Short exercise: Convert every line of the records below into a Markdown table with two columns, Row for the row number and Line for the line itself, leaving out blank lines.

Annotation dataset entries
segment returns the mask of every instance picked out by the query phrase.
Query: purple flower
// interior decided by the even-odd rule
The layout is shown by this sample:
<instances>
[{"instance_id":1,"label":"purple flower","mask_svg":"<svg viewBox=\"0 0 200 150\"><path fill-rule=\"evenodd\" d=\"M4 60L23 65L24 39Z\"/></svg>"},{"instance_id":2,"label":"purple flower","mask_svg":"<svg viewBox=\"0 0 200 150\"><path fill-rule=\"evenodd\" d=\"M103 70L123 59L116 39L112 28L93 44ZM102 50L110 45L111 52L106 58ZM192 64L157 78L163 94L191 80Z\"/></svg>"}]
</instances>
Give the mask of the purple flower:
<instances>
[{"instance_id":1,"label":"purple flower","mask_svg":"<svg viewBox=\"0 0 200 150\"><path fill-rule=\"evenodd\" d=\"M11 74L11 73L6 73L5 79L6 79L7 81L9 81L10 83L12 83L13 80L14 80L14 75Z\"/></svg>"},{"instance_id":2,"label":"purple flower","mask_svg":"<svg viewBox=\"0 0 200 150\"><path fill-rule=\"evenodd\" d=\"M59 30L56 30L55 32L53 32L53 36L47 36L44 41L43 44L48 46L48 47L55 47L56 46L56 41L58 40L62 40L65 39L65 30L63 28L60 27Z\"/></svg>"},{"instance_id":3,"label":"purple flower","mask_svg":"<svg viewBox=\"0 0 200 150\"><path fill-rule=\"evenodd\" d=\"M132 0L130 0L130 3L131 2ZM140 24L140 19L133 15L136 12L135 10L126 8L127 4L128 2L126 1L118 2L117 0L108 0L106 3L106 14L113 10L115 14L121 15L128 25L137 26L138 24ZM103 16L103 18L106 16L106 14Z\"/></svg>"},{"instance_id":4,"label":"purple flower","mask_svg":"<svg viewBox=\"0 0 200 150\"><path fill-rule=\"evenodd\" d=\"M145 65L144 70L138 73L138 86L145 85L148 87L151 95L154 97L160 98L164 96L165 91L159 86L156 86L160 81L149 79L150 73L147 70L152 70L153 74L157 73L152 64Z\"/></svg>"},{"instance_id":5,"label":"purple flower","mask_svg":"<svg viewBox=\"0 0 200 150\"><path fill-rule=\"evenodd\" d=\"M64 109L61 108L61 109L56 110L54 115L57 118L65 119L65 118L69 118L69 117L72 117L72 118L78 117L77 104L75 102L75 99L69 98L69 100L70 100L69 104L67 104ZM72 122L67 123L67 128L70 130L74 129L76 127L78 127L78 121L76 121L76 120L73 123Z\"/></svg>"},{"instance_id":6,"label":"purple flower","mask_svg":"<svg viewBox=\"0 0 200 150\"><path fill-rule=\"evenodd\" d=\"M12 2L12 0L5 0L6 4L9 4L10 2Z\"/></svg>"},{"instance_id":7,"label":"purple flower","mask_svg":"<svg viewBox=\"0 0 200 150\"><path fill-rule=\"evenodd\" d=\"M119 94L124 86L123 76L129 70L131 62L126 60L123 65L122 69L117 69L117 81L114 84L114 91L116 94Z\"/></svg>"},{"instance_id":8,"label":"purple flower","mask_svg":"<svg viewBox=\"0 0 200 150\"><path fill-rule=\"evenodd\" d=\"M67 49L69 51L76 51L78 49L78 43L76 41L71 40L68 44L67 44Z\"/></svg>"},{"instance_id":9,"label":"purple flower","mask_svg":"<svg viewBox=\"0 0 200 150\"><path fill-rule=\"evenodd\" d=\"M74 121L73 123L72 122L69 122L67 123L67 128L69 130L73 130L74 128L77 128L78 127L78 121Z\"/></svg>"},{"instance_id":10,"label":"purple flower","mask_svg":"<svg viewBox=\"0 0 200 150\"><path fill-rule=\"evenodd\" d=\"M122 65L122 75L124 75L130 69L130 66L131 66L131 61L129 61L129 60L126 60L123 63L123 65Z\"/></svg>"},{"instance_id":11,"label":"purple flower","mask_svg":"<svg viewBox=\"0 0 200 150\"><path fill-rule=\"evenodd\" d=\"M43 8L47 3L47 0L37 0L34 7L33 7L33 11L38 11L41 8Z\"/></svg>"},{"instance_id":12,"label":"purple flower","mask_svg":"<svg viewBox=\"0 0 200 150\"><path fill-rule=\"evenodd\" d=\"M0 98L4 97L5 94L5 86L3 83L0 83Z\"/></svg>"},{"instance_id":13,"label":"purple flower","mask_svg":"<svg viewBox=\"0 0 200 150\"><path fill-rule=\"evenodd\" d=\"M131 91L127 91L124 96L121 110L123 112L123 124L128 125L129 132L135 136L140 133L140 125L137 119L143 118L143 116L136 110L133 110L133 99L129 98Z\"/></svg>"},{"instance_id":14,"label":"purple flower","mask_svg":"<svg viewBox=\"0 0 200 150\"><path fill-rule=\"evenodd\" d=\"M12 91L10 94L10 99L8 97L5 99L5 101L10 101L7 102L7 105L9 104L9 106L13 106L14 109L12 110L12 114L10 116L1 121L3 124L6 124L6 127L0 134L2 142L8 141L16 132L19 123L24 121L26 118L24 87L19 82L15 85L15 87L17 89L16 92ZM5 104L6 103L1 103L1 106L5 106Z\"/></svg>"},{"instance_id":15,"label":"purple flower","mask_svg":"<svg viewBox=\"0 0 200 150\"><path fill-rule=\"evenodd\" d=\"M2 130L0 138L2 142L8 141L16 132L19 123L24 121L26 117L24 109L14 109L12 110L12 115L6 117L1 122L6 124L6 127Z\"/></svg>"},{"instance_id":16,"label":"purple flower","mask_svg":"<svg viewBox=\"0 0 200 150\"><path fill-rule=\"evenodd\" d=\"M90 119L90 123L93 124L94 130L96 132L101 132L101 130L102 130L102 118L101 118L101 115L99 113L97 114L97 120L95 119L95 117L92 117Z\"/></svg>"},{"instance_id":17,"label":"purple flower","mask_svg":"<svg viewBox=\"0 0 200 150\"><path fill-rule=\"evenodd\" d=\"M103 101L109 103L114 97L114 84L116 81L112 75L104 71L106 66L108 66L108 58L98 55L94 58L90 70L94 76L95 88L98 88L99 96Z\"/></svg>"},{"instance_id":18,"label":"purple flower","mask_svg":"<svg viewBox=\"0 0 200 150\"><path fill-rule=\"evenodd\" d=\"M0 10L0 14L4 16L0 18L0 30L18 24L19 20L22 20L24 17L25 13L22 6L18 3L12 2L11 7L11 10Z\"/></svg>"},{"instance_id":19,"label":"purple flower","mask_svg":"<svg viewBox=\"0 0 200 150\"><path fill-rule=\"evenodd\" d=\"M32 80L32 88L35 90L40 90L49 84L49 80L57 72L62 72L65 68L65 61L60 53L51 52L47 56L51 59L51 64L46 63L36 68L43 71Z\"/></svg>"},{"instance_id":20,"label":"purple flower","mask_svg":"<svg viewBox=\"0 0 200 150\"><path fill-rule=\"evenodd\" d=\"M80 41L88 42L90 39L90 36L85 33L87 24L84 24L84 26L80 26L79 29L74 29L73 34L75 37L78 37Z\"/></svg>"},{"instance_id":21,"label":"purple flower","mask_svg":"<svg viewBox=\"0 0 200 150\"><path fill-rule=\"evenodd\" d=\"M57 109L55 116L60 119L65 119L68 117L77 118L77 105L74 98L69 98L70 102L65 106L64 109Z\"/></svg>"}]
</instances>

Result of this task:
| Row | Line |
|---|---|
| 1 | segment returns the mask of every instance picked out by the query phrase. |
| 2 | Query: purple flower |
| 3 | // interior decided by the even-odd rule |
| 4 | The layout is shown by this sample: |
| 5 | <instances> |
| 6 | [{"instance_id":1,"label":"purple flower","mask_svg":"<svg viewBox=\"0 0 200 150\"><path fill-rule=\"evenodd\" d=\"M4 60L23 65L24 39Z\"/></svg>"},{"instance_id":2,"label":"purple flower","mask_svg":"<svg viewBox=\"0 0 200 150\"><path fill-rule=\"evenodd\" d=\"M103 70L123 59L116 39L112 28L93 44ZM102 50L110 45L111 52L106 58ZM192 64L157 78L163 94L191 80Z\"/></svg>"}] |
| 7 | </instances> |
| 8 | Give the mask of the purple flower: |
| 9 | <instances> |
| 10 | [{"instance_id":1,"label":"purple flower","mask_svg":"<svg viewBox=\"0 0 200 150\"><path fill-rule=\"evenodd\" d=\"M11 74L11 73L6 73L5 79L6 79L7 81L9 81L10 83L12 83L13 80L14 80L14 75Z\"/></svg>"},{"instance_id":2,"label":"purple flower","mask_svg":"<svg viewBox=\"0 0 200 150\"><path fill-rule=\"evenodd\" d=\"M59 30L56 30L55 32L53 32L53 36L47 36L44 41L43 44L48 46L48 47L55 47L56 46L56 41L58 40L62 40L65 39L65 30L63 28L60 27Z\"/></svg>"},{"instance_id":3,"label":"purple flower","mask_svg":"<svg viewBox=\"0 0 200 150\"><path fill-rule=\"evenodd\" d=\"M132 0L130 0L130 3L131 2ZM140 24L140 19L133 15L136 12L135 10L126 8L127 4L128 2L126 1L118 2L117 0L108 0L106 3L106 14L113 10L115 14L121 15L128 25L137 26L138 24ZM103 16L103 18L106 16L106 14Z\"/></svg>"},{"instance_id":4,"label":"purple flower","mask_svg":"<svg viewBox=\"0 0 200 150\"><path fill-rule=\"evenodd\" d=\"M145 65L144 70L138 73L138 86L145 85L148 87L151 95L154 97L160 98L164 96L165 91L159 86L156 86L160 81L149 79L150 73L147 70L152 70L153 74L157 73L152 64Z\"/></svg>"},{"instance_id":5,"label":"purple flower","mask_svg":"<svg viewBox=\"0 0 200 150\"><path fill-rule=\"evenodd\" d=\"M64 109L61 108L61 109L56 110L54 115L57 118L65 119L65 118L69 118L69 117L72 117L72 118L78 117L77 104L75 102L75 99L69 98L69 100L70 100L69 104L67 104ZM72 122L67 123L67 128L70 130L74 129L76 127L78 127L78 121L76 121L76 120L73 123Z\"/></svg>"},{"instance_id":6,"label":"purple flower","mask_svg":"<svg viewBox=\"0 0 200 150\"><path fill-rule=\"evenodd\" d=\"M12 2L12 0L5 0L6 4L9 4L10 2Z\"/></svg>"},{"instance_id":7,"label":"purple flower","mask_svg":"<svg viewBox=\"0 0 200 150\"><path fill-rule=\"evenodd\" d=\"M119 94L124 86L123 76L129 70L131 62L126 60L123 65L122 69L117 69L117 81L114 84L114 91L116 94Z\"/></svg>"},{"instance_id":8,"label":"purple flower","mask_svg":"<svg viewBox=\"0 0 200 150\"><path fill-rule=\"evenodd\" d=\"M67 49L69 51L76 51L78 49L78 43L76 41L71 40L68 44L67 44Z\"/></svg>"},{"instance_id":9,"label":"purple flower","mask_svg":"<svg viewBox=\"0 0 200 150\"><path fill-rule=\"evenodd\" d=\"M74 121L73 123L72 122L69 122L67 123L67 128L69 130L73 130L74 128L77 128L78 127L78 121Z\"/></svg>"},{"instance_id":10,"label":"purple flower","mask_svg":"<svg viewBox=\"0 0 200 150\"><path fill-rule=\"evenodd\" d=\"M122 65L122 75L124 75L130 69L130 66L131 66L131 61L129 61L129 60L126 60L123 63L123 65Z\"/></svg>"},{"instance_id":11,"label":"purple flower","mask_svg":"<svg viewBox=\"0 0 200 150\"><path fill-rule=\"evenodd\" d=\"M43 8L47 3L47 0L37 0L34 7L33 7L33 11L38 11L41 8Z\"/></svg>"},{"instance_id":12,"label":"purple flower","mask_svg":"<svg viewBox=\"0 0 200 150\"><path fill-rule=\"evenodd\" d=\"M0 98L4 97L5 94L5 86L3 83L0 83Z\"/></svg>"},{"instance_id":13,"label":"purple flower","mask_svg":"<svg viewBox=\"0 0 200 150\"><path fill-rule=\"evenodd\" d=\"M131 91L127 91L124 96L121 110L123 112L123 124L128 125L129 132L135 136L140 133L140 125L137 119L143 118L143 116L136 110L133 110L133 99L129 98Z\"/></svg>"},{"instance_id":14,"label":"purple flower","mask_svg":"<svg viewBox=\"0 0 200 150\"><path fill-rule=\"evenodd\" d=\"M12 91L10 94L10 99L8 97L5 99L5 101L10 101L7 102L7 105L9 104L9 106L13 106L14 109L12 110L12 114L10 116L1 121L3 124L6 124L6 127L0 134L2 142L8 141L16 132L19 123L24 121L26 118L24 87L19 82L15 85L15 87L17 89L16 92ZM5 104L6 103L1 103L1 106L5 106Z\"/></svg>"},{"instance_id":15,"label":"purple flower","mask_svg":"<svg viewBox=\"0 0 200 150\"><path fill-rule=\"evenodd\" d=\"M2 130L0 138L2 142L8 141L16 132L19 123L24 121L26 117L24 109L14 109L12 110L12 115L6 117L1 122L6 124L6 127Z\"/></svg>"},{"instance_id":16,"label":"purple flower","mask_svg":"<svg viewBox=\"0 0 200 150\"><path fill-rule=\"evenodd\" d=\"M90 119L90 123L93 124L94 130L96 132L101 132L101 130L102 130L102 118L101 118L101 115L99 113L97 114L97 120L95 119L95 117L92 117Z\"/></svg>"},{"instance_id":17,"label":"purple flower","mask_svg":"<svg viewBox=\"0 0 200 150\"><path fill-rule=\"evenodd\" d=\"M103 101L109 103L114 97L114 84L116 81L112 75L104 71L106 66L108 66L108 58L98 55L94 58L90 70L94 76L95 88L98 88L99 96Z\"/></svg>"},{"instance_id":18,"label":"purple flower","mask_svg":"<svg viewBox=\"0 0 200 150\"><path fill-rule=\"evenodd\" d=\"M0 10L0 14L4 16L0 18L0 30L18 24L19 20L22 20L24 17L25 13L22 6L18 3L12 2L11 7L11 10Z\"/></svg>"},{"instance_id":19,"label":"purple flower","mask_svg":"<svg viewBox=\"0 0 200 150\"><path fill-rule=\"evenodd\" d=\"M32 80L32 88L35 90L40 90L49 84L49 80L57 72L62 72L65 68L65 61L60 53L51 52L47 56L51 59L51 64L46 63L36 68L43 71Z\"/></svg>"},{"instance_id":20,"label":"purple flower","mask_svg":"<svg viewBox=\"0 0 200 150\"><path fill-rule=\"evenodd\" d=\"M80 41L88 42L90 39L90 36L85 33L87 24L84 24L84 26L80 26L79 29L74 29L73 34L75 37L78 37Z\"/></svg>"},{"instance_id":21,"label":"purple flower","mask_svg":"<svg viewBox=\"0 0 200 150\"><path fill-rule=\"evenodd\" d=\"M57 109L55 116L60 119L65 119L68 117L77 118L77 105L74 98L69 98L70 102L65 106L64 109Z\"/></svg>"}] |
| 11 | </instances> |